- TEXT PASSAGE:
*** Block opens ***

- Title card from 2017–present
- Genre: News, Current affairs, Commentary
- Presented by: Graham Richardson
- Country of origin: Australia
- Original language: English
- No. of seasons: 7

Production
- Production location: Sydney
- Running time: 60 mins (inc. ads)

Original release
- Network: Sky News Australia
- Release: 23 February 2011 – 2021

Related
- Richo + Jones

= Richo (TV program) =

2011–2021 Australian news and commentary program

Title card (2011–2016)

Richo was a weekly Australian television news and commentary program, formerly broadcast on Sky News Live. Hosted by Graham Richardson, it premiered on 23 February 2011, and aired each Wednesday night at 8pm (originally 7:30pm) AEST.

The series focuses on mainly political topics, featuring interviews and panel discussions, but also includes segments related to business and sport. Richardson described the format as "a mix of light-hearted commentary but with all the facts."

The program spawned a spin-off titled Richo + Jones, which premiered in February 2014, in which Richardson co-hosts with Alan Jones.

Due to a number of Richardson's health issues, Richo has been guest hosted by a number of other Sky News presenters. From April 2016, the program was put on hiatus and temporarily replaced with new format Beattie + Reith due to Richardson being on medical leave from Sky News while undergoing major surgery. In October 2016, it was announced that Beattie + Reith would join the Sky News lineup permanently on Monday evenings, with the Wednesday timeslot replaced by Credlin & Keneally in November, suggesting Richo would remain on indefinite hiatus.

In January 2017, it was announced Richo will return from 3 February 2017, airing on Friday nights. The program returned to its original Wednesday timeslot in May 2017. The show ended in 2021.

*** Block closes ***

- DATASET EXTRACT:

*** Block opens ***

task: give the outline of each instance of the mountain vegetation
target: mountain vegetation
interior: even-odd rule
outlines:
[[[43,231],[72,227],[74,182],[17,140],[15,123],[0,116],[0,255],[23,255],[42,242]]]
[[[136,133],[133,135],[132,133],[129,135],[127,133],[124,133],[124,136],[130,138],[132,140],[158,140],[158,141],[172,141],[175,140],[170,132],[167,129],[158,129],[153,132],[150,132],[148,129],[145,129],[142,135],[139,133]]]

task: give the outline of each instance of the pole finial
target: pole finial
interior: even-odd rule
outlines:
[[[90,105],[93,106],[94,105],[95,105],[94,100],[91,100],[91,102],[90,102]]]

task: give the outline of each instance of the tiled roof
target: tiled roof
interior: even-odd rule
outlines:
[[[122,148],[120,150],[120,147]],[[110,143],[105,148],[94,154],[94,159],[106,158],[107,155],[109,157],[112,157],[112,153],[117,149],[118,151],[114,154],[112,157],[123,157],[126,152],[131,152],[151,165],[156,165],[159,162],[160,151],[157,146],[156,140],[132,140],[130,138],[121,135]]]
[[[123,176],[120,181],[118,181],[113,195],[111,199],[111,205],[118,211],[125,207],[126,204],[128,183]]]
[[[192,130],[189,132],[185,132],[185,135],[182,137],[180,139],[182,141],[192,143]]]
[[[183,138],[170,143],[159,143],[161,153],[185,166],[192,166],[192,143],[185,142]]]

*** Block closes ***

- WORK INSTRUCTIONS:
1. According to the text on Richo, who co-hosts the spin-off Richo + Jones with Richardson?
2. Duplicate the portion of the text on Richo between "2011–2021 Australian news" and "(originally 7:30pm) AEST.", inclusive.
The entries are separate material from the text on Richo.

- SOLUTIONS TO EACH TASK:
1. Alan Jones

2.
2011–2021 Australian news and commentary program

Title card (2011–2016)

Richo was a weekly Australian television news and commentary program, formerly broadcast on Sky News Live. Hosted by Graham Richardson, it premiered on 23 February 2011, and aired each Wednesday night at 8pm (originally 7:30pm) AEST.